[Text block]
** START **
Valentine’s Day: A Day to Celebrate or Just An Other Money Spinner

Have we fallen out of love with Valentines’ Day?

By Amy Knowles

The 14th of February – the day that makes you realise how single you are, how cringe-worthy your friends have become, and how sick-inducing your Instagram feed can be.

Is it really a day to celebrate love? Or has it become a capitalist carnival, with couples competing through materialistic means and bad hashtags to show everyone that they love their partner. Surely, people assume you love your partner if you’re in a relationship? As cynical as it may seem, Valentine’s day has become a day where the economy seems to be getting more pleasure than anyone else.

In an era of shout outs and tags, often people convey their love through gushy posts. Don’t get me wrong, I love love, but shouldn’t we be showing our affection for partners, friends and family in the flesh with love and words rather than stories and emojis. And further, shouldn’t we be gushing over our partners and showing our friends and family how much we love them all year round not just for one day?

Why does this one day of the year act as a reminder to record publicly your adoration and secondly, why does the nation spend almost half a billion pounds (PwC 2017 study) on roses, cheap chocolates and human-sized stuffed animals? Also, why do those not in a relationship think it is a good day to eat family bars of chocolate, tubs of ice cream and drown their organs in wine? A capitalist trap we can’t help but buy into. But why?
** END **
[Data extract]
** START **
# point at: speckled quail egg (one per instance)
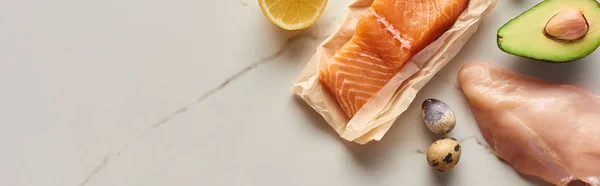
(444, 154)
(438, 116)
** END **
[Directives]
- A) Answer these questions about the Valentine's Day article:
(i) Who wrote it?
(ii) Which study does it cite for the national spending figure?
(iii) Which three purchases does it name as the things that money goes toward?
- B) Can you carry the Valentine's Day article on from its final sentence?
The data were gathered from a source separate from the Valentine's Day article.

[Per-task outputs]
- A)
(i) Amy Knowles
(ii) A PwC 2017 study
(iii) Roses, cheap chocolates and human-sized stuffed animals

- B)
The history of Valentine’s day is littered with falsities, with the celebration beginning in ancient Rome. On this day, priests were called to sacrifice goats and a dog, they then would wipe blood off of their foreheads and laugh, all whilst being naked. Not quite what you see in the 2010 film starring Jessica Alba. Most stories hark back to St Valentine in 226 AD, and how he cured a girl of blindness or allowed soldiers to marry, which ended with St Valentine in jail. Not here to shun anyone buying overpriced chocolates, but these acts seem a bit more special and thought-through – sorry. In 1913, Hallmark released their first Valentines’ card and ever since then, the economy has benefitted from this one day a year of publicly announcing your love for someone else.

Kim Kardashian has given me conflicting thoughts on her Valentine’s day already. The Kanye West wrapping paper, although pretty iconic, I bet hides presents which I don’t even want to see the receipt for. But, these presents are actually not from Kayne, but from her family, as Khloe seems to have spoilt the whole family with her materialistic (and I’m sure genuine) love. As hyperbolic and flashy these presents may appear, the reminder that it is not just your partner who deserves your love and thoughts is refreshing.

Whether you’re a Bridget Jones this February or drafting your Instagram posts already, remember to love and appreciate your partner, friends and family for all 365 days of the year, not just the one. And although the saying ‘Money doesn’t buy love’ may have been proven slightly false, you may not have to spend as much money as you think, as you look at the ever reliable and factual article from the Daily Mail, which reminds readers that 90% of men interviewed by Illicit Encounters said sex was their number one wish for February 14th, so save the money and support the patriarchy!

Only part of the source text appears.